Written instruction
Pick out each line of the data below that contains the word "small". Case must match.

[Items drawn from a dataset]
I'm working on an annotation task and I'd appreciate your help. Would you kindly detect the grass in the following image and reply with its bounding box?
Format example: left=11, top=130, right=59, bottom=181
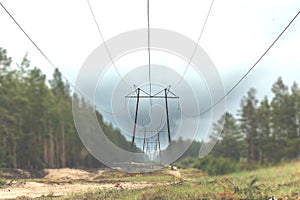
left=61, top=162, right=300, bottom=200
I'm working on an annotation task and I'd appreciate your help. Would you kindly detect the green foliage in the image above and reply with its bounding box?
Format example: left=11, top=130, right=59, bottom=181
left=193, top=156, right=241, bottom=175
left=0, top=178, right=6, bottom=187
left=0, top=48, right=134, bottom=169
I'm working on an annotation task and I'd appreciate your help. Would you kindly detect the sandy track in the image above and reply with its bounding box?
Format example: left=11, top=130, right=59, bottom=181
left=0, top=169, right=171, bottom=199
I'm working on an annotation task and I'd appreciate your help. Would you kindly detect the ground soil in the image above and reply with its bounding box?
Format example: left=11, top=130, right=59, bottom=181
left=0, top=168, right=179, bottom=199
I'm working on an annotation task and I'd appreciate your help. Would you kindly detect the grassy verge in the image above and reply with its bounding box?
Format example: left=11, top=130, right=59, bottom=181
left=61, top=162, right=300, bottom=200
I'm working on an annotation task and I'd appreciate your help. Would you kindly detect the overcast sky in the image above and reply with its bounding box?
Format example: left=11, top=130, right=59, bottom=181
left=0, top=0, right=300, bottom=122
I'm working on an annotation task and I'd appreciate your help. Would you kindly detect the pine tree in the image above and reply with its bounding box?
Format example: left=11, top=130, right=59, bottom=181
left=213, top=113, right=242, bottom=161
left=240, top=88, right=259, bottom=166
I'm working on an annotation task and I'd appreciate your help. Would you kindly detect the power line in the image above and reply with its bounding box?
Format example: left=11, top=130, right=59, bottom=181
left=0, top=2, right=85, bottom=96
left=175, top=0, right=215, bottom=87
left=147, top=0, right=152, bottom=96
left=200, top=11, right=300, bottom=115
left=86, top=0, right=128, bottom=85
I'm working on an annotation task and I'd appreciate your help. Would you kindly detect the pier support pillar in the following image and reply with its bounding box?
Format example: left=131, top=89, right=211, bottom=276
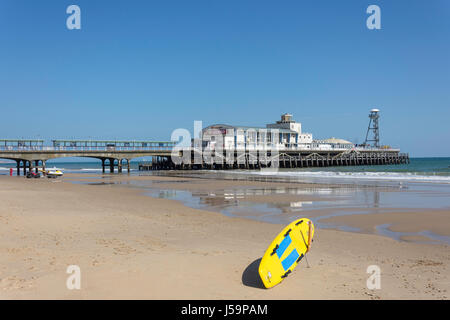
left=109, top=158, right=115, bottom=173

...

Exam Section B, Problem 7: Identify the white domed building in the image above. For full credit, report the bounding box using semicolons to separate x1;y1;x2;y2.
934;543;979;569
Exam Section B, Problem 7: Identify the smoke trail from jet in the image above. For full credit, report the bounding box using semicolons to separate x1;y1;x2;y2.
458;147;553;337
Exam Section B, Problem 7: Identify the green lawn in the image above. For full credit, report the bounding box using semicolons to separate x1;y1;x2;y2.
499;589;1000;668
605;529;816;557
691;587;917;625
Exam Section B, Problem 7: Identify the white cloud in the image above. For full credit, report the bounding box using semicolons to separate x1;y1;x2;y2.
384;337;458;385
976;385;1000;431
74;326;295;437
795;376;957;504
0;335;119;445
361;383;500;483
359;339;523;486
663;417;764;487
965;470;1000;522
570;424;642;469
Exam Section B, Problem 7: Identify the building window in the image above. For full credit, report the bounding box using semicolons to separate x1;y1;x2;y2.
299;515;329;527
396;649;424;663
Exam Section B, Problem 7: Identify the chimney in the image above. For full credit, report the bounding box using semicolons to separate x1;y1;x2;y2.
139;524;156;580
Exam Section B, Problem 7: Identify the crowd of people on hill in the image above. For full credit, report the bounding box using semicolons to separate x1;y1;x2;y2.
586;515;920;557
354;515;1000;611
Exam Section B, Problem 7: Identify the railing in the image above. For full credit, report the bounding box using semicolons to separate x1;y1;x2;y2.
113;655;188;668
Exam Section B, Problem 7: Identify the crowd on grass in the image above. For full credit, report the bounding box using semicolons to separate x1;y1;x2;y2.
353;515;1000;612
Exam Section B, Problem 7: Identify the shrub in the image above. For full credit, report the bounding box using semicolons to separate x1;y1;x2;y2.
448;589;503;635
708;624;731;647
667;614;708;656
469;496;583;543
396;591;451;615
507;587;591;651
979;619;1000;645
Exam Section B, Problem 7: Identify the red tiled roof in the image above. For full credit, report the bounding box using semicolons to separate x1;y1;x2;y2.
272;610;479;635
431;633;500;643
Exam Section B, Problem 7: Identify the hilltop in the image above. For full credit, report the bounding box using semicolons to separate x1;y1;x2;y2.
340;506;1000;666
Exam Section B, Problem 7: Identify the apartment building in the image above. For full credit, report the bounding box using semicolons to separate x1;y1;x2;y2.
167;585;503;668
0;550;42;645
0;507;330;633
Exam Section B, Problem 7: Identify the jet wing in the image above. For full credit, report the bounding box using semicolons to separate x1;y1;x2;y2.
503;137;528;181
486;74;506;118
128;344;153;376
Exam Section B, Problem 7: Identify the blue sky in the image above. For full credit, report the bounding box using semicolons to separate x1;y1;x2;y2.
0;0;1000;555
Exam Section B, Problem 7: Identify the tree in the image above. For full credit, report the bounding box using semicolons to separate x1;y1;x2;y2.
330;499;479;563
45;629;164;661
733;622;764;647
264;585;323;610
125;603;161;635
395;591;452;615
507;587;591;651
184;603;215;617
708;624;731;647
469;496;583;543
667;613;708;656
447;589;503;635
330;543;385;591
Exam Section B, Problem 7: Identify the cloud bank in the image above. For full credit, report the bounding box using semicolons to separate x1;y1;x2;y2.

---

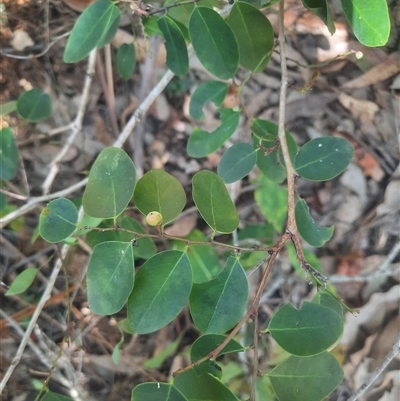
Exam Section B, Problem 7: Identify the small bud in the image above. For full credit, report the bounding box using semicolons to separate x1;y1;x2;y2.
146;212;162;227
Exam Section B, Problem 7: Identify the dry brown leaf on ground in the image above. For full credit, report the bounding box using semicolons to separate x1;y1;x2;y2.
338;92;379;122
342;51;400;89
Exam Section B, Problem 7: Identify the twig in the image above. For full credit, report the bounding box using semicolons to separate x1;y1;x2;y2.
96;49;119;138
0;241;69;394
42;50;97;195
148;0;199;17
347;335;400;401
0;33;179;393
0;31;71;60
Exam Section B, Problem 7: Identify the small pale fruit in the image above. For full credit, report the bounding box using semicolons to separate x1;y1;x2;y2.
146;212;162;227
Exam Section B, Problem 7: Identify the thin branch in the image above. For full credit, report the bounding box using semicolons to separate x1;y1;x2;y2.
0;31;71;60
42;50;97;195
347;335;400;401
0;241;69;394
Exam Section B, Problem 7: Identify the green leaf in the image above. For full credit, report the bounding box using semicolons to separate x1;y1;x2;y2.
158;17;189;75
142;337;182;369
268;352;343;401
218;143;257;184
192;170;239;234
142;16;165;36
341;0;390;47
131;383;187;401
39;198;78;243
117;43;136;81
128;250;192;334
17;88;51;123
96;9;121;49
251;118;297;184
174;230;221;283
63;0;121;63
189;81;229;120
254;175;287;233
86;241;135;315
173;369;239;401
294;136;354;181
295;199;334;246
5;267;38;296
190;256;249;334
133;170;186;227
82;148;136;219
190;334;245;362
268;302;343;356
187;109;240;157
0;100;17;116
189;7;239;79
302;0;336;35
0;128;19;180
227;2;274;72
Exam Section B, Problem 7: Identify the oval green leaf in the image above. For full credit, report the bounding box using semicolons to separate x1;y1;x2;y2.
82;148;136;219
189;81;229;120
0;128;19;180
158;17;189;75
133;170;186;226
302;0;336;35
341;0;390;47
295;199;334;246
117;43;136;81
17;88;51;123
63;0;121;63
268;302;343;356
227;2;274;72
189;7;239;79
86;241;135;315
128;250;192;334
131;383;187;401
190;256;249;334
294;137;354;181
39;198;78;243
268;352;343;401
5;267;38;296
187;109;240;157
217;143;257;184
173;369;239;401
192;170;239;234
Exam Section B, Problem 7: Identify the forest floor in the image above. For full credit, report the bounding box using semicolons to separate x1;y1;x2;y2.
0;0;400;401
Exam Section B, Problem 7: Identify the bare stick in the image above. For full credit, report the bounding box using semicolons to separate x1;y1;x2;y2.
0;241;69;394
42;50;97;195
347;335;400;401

Answer for this exercise
Exam Section B, Problem 7: Identify the small bud in the image above. For full credit, report the bounding box using semicolons to separate x1;y1;x2;y2.
Exam Section B, Problem 7: Identify the small pale fruit in the image above. For full credit, report the bounding box using semicolons to separate x1;y1;x2;y2.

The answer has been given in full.